● **YOUR INSTRUCTIONS**
Copy each of the following records word for word, keeping every line in its original order.

*** EXERCISE DATA

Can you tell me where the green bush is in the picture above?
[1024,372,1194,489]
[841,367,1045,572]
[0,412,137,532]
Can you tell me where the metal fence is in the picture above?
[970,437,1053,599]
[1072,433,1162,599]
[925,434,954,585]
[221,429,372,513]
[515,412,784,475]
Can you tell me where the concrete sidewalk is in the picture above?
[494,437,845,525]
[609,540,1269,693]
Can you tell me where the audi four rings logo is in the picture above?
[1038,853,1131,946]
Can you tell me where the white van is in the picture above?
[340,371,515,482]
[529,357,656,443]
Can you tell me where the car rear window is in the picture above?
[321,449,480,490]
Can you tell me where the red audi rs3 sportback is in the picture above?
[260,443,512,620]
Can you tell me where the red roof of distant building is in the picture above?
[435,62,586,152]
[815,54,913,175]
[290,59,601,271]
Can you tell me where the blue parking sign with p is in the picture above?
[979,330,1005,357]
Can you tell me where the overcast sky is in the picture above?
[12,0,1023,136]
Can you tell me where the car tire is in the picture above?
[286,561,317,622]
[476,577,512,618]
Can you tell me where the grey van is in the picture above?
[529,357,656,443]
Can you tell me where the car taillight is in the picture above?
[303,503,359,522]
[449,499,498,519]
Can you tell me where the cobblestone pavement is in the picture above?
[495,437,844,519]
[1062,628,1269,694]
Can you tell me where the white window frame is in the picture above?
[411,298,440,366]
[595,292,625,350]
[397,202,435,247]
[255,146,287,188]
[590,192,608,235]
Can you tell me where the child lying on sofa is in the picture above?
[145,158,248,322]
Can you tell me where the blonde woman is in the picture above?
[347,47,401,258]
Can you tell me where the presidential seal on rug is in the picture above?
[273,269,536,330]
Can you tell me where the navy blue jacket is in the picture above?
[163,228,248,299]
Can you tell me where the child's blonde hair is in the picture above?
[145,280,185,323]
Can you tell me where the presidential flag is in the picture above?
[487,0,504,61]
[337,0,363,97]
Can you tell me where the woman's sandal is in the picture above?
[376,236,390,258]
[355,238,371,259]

******

● **OUTPUT OF THE EXERCISE**
Can you tell me where the green bush is in the picture above?
[1024,372,1194,489]
[841,367,1045,572]
[0,412,137,532]
Can you tell me where the metal fence is in the picture above?
[970,437,1053,599]
[1072,433,1162,599]
[925,434,954,585]
[221,429,372,513]
[515,412,784,475]
Can you tell me where the concrete sidewalk is in the picture above?
[494,437,845,525]
[609,540,1269,693]
Can you tell me where the audi four rings logo is in the picture above?
[1038,853,1131,946]
Can you tell me where the white van is in the picture above?
[340,371,515,482]
[529,357,656,443]
Can you tell me where the car rear window is in the picture above?
[321,449,480,490]
Can you tell me where the red audi rs3 sportback is in the picture above?
[260,443,512,620]
Can you tell me where the red roof of distant building is in the picture above?
[435,62,586,152]
[815,54,913,175]
[290,59,601,271]
Can you tell me where the blue parking sign with p is in the picture above?
[979,330,1005,357]
Can you tell me where the overcast sky is in the picture above?
[12,0,1023,136]
Can you tell me where the car tire is in the picture above?
[286,561,317,622]
[476,577,512,618]
Can you tell me where the grey van is in the picture above?
[529,357,656,443]
Can you tell me where the car taillight is in the picture above?
[303,503,359,522]
[449,499,498,519]
Can you tell me where the cobblestone pavement is in the picture above?
[495,437,844,519]
[1062,628,1269,694]
Can you tell me where the white window frame is in the picture above?
[411,298,440,366]
[595,292,625,350]
[397,202,435,247]
[255,146,287,188]
[590,192,608,235]
Can you tell me where the child lying on sofa is in the picture above?
[145,158,248,322]
Can you tell me where the blonde woman is in the picture above?
[347,47,401,258]
Can you tell me where the presidential seal on rug is in the picture above?
[273,269,536,330]
Can you tell me where the navy blue jacket is in the picture above?
[163,228,248,299]
Can you tell me where the child's blonde hair is in the picture above?
[145,280,185,323]
Can you tell me where the presidential flag is in the picture above?
[487,0,504,61]
[337,0,363,97]
Can you tell me where the woman's sandal is in the picture above?
[376,236,390,258]
[355,238,371,259]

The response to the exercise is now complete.